REQUIREMENT A =
From the passage on pain and addiction, transcribe everything from "In the world of" down to "world any more.".
REQUIREMENT B =
According to the passage on pain and addiction, how do people suffering from addiction see their drug of choice?
REQUIREMENT C =
List the painful experiences that the passage on pain and addiction gives as examples of learning.

PASSAGE TO READ =

━━━━━━━━━━━━━━━━━━━━━━━━━━━━━━

How can pain help the those with the disease of addiction ?
If we never felt pain then, it can be argued, we would never learn. Think of the child first learning to walk and explore their environment, falling over, touching hot things experiencing the anguish of moving away from Mum for the first time; these are all vital learning experiences. And so it goes on in life. Remember the pain from your first adolescent love and how hard it seemed at the time but I think most of us will agree we would not have thanked others if they had denied us of that great piece off learning.
In the world of addiction those of us who have suffered or are suffering from this cruel disease know just how much we see our drug of choice as a medicine and not, as Earthlings may see it, as a party-time enhancer. For us it helps push down the so-hard-to-bear emotions that would otherwise assuredly overwhelm our extra-sensitive selves. Maybe this works for us for a long time. We do not see the destructive nature of our addiction; for us it is simply the very thing that helps through life. However there always comes the time when our wonder-medicine ceases to work. For me this became a time of dark desperate despair where my ultimate wish was simply to cease to exist, not commit suicide you understand but rather just not be in the world any more.

━━━━━━━━━━━━━━━━━━━━━━━━━━━━━━

STORED DATA =
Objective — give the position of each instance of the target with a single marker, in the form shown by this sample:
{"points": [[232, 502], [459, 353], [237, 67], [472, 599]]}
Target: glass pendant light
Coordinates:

━━━━━━━━━━━━━━━━━━━━━━━━━━━━━━

REPLY A =
In the world of addiction those of us who have suffered or are suffering from this cruel disease know just how much we see our drug of choice as a medicine and not, as Earthlings may see it, as a party-time enhancer. For us it helps push down the so-hard-to-bear emotions that would otherwise assuredly overwhelm our extra-sensitive selves. Maybe this works for us for a long time. We do not see the destructive nature of our addiction; for us it is simply the very thing that helps through life. However there always comes the time when our wonder-medicine ceases to work. For me this became a time of dark desperate despair where my ultimate wish was simply to cease to exist, not commit suicide you understand but rather just not be in the world any more.

REPLY B =
They see it as a medicine, not as a party-time enhancer.

REPLY C =
- Falling over
- Touching hot things
- The anguish of moving away from Mum for the first time
- The pain of a first adolescent love